··· Records for the exercise ···

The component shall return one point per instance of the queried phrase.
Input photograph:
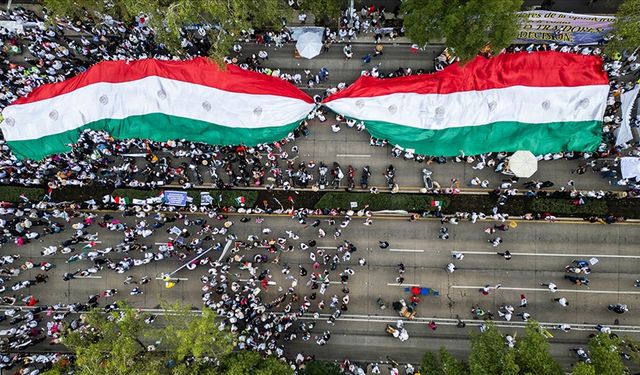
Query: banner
(175, 198)
(542, 102)
(627, 99)
(205, 198)
(158, 100)
(563, 28)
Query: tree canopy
(120, 342)
(442, 364)
(604, 350)
(466, 25)
(321, 368)
(246, 362)
(490, 354)
(221, 20)
(625, 34)
(532, 353)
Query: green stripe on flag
(499, 136)
(157, 127)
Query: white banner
(626, 100)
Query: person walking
(552, 287)
(506, 255)
(562, 301)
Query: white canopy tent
(523, 164)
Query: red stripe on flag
(537, 69)
(199, 71)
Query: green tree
(121, 342)
(582, 368)
(466, 25)
(321, 368)
(222, 20)
(443, 364)
(604, 350)
(626, 28)
(490, 355)
(184, 334)
(532, 353)
(247, 362)
(112, 344)
(429, 364)
(449, 365)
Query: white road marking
(393, 319)
(575, 256)
(547, 290)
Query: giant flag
(542, 102)
(158, 100)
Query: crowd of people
(40, 53)
(54, 55)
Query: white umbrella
(309, 45)
(523, 164)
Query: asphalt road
(540, 252)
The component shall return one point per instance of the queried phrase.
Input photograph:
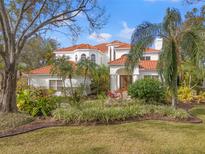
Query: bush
(97, 112)
(37, 102)
(185, 94)
(151, 90)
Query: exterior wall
(152, 73)
(77, 53)
(120, 52)
(43, 81)
(117, 70)
(153, 56)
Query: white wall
(88, 52)
(120, 52)
(43, 81)
(153, 56)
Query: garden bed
(98, 113)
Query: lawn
(136, 137)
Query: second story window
(93, 58)
(146, 58)
(83, 56)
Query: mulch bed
(49, 122)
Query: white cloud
(101, 37)
(126, 32)
(162, 0)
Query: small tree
(65, 70)
(100, 78)
(86, 68)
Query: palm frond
(142, 38)
(170, 64)
(172, 21)
(192, 46)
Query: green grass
(12, 120)
(137, 137)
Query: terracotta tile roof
(42, 70)
(148, 64)
(144, 64)
(46, 69)
(151, 50)
(120, 61)
(103, 47)
(79, 46)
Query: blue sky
(124, 16)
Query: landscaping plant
(151, 90)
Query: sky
(124, 16)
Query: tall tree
(38, 52)
(64, 69)
(20, 20)
(178, 40)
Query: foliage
(147, 89)
(13, 120)
(185, 94)
(188, 95)
(100, 79)
(64, 68)
(86, 67)
(21, 20)
(37, 102)
(179, 40)
(97, 112)
(38, 52)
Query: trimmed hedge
(90, 112)
(151, 90)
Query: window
(56, 84)
(146, 58)
(114, 54)
(151, 76)
(52, 84)
(83, 56)
(59, 85)
(93, 58)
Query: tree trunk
(8, 91)
(71, 85)
(174, 101)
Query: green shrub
(37, 102)
(151, 90)
(90, 112)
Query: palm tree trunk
(8, 92)
(71, 85)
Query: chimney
(158, 43)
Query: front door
(124, 81)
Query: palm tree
(179, 42)
(64, 69)
(100, 78)
(85, 67)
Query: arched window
(93, 58)
(83, 56)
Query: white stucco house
(112, 54)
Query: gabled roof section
(79, 46)
(148, 64)
(103, 47)
(46, 70)
(43, 70)
(143, 64)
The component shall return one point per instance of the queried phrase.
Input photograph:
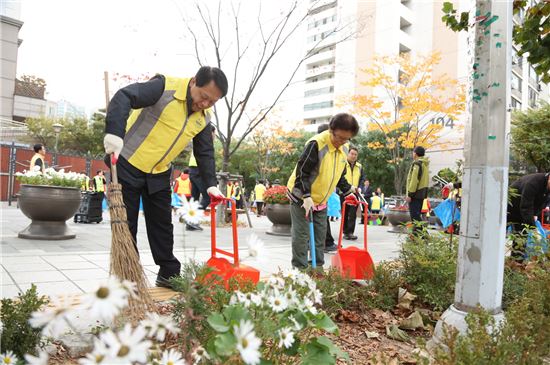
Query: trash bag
(537, 241)
(447, 212)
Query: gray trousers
(300, 236)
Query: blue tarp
(447, 212)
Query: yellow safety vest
(331, 165)
(376, 202)
(184, 186)
(353, 174)
(259, 191)
(85, 184)
(98, 184)
(157, 134)
(33, 162)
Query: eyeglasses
(339, 138)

···

* **What the exercise asks**:
Would you transcribe the listing above line by line, exactly, leaving every picture out?

* **Response to this exercise**:
The component shall return one point per instance of the queried phrase.
Input photograph:
Query: banner
(175, 198)
(542, 102)
(627, 99)
(205, 198)
(158, 100)
(563, 28)
Query: tree canopy
(120, 342)
(442, 364)
(604, 350)
(466, 25)
(321, 368)
(246, 362)
(490, 354)
(221, 20)
(625, 34)
(532, 353)
Query: green stripe on flag
(499, 136)
(157, 127)
Query: white banner
(626, 100)
Query: person walking
(552, 287)
(506, 255)
(562, 301)
Query: white canopy tent
(523, 164)
Query: red stripe on flag
(537, 69)
(199, 71)
Query: green tree
(121, 342)
(582, 368)
(466, 25)
(321, 368)
(222, 20)
(443, 364)
(604, 350)
(626, 28)
(490, 355)
(184, 334)
(532, 353)
(247, 362)
(112, 344)
(429, 364)
(449, 365)
Query: white road marking
(393, 319)
(575, 256)
(547, 290)
Query: giant flag
(542, 102)
(158, 100)
Query: crowd of people
(40, 53)
(54, 55)
Query: white umbrella
(309, 45)
(523, 164)
Query: asphalt road
(540, 252)
The component shall return one point per instance of the queried phrase.
Input photograph:
Query: bush
(97, 112)
(37, 102)
(185, 94)
(151, 90)
Query: exterior wall
(152, 73)
(77, 53)
(120, 52)
(43, 81)
(117, 70)
(153, 56)
Query: white wall
(88, 52)
(120, 52)
(43, 81)
(153, 56)
Query: garden bed
(98, 113)
Query: lawn
(136, 137)
Query: second story window
(93, 58)
(146, 58)
(83, 56)
Query: mulch bed
(49, 122)
Query: white cloud
(101, 37)
(126, 32)
(162, 0)
Query: small tree
(65, 70)
(100, 78)
(86, 68)
Query: palm frond
(142, 38)
(170, 64)
(172, 21)
(192, 46)
Query: green grass
(12, 120)
(137, 137)
Query: terracotta tile roof
(42, 70)
(148, 64)
(144, 64)
(46, 69)
(151, 50)
(120, 61)
(103, 47)
(79, 46)
Query: blue sky
(124, 16)
Query: landscaping plant
(151, 90)
Query: sky
(124, 16)
Query: tall tree
(38, 52)
(64, 69)
(20, 20)
(178, 40)
Query: foliage
(147, 89)
(13, 120)
(185, 94)
(188, 95)
(100, 79)
(64, 68)
(86, 67)
(21, 20)
(37, 102)
(179, 40)
(97, 112)
(38, 52)
Query: trimmed hedge
(90, 112)
(151, 90)
Query: window
(56, 84)
(146, 58)
(114, 54)
(151, 76)
(52, 84)
(83, 56)
(59, 85)
(93, 58)
Query: tree trunk
(8, 91)
(71, 85)
(174, 101)
Query: green shrub
(37, 102)
(151, 90)
(90, 112)
Query: palm tree trunk
(8, 92)
(71, 85)
Query: chimney
(158, 43)
Query: front door
(124, 81)
Query: palm tree
(179, 42)
(64, 69)
(100, 78)
(85, 67)
Query: arched window
(93, 58)
(83, 56)
Query: white stucco house
(112, 54)
Query: gabled roof section
(79, 46)
(148, 64)
(103, 47)
(46, 70)
(43, 70)
(143, 64)
The component shall return one point per instance of the queried phrase.
Input photograph:
Query: trash bag
(537, 241)
(447, 212)
Query: gray trousers
(300, 236)
Query: blue tarp
(447, 212)
Query: yellow safety vest
(331, 165)
(376, 202)
(184, 186)
(353, 174)
(259, 191)
(85, 184)
(98, 184)
(157, 134)
(33, 162)
Query: eyeglasses
(339, 138)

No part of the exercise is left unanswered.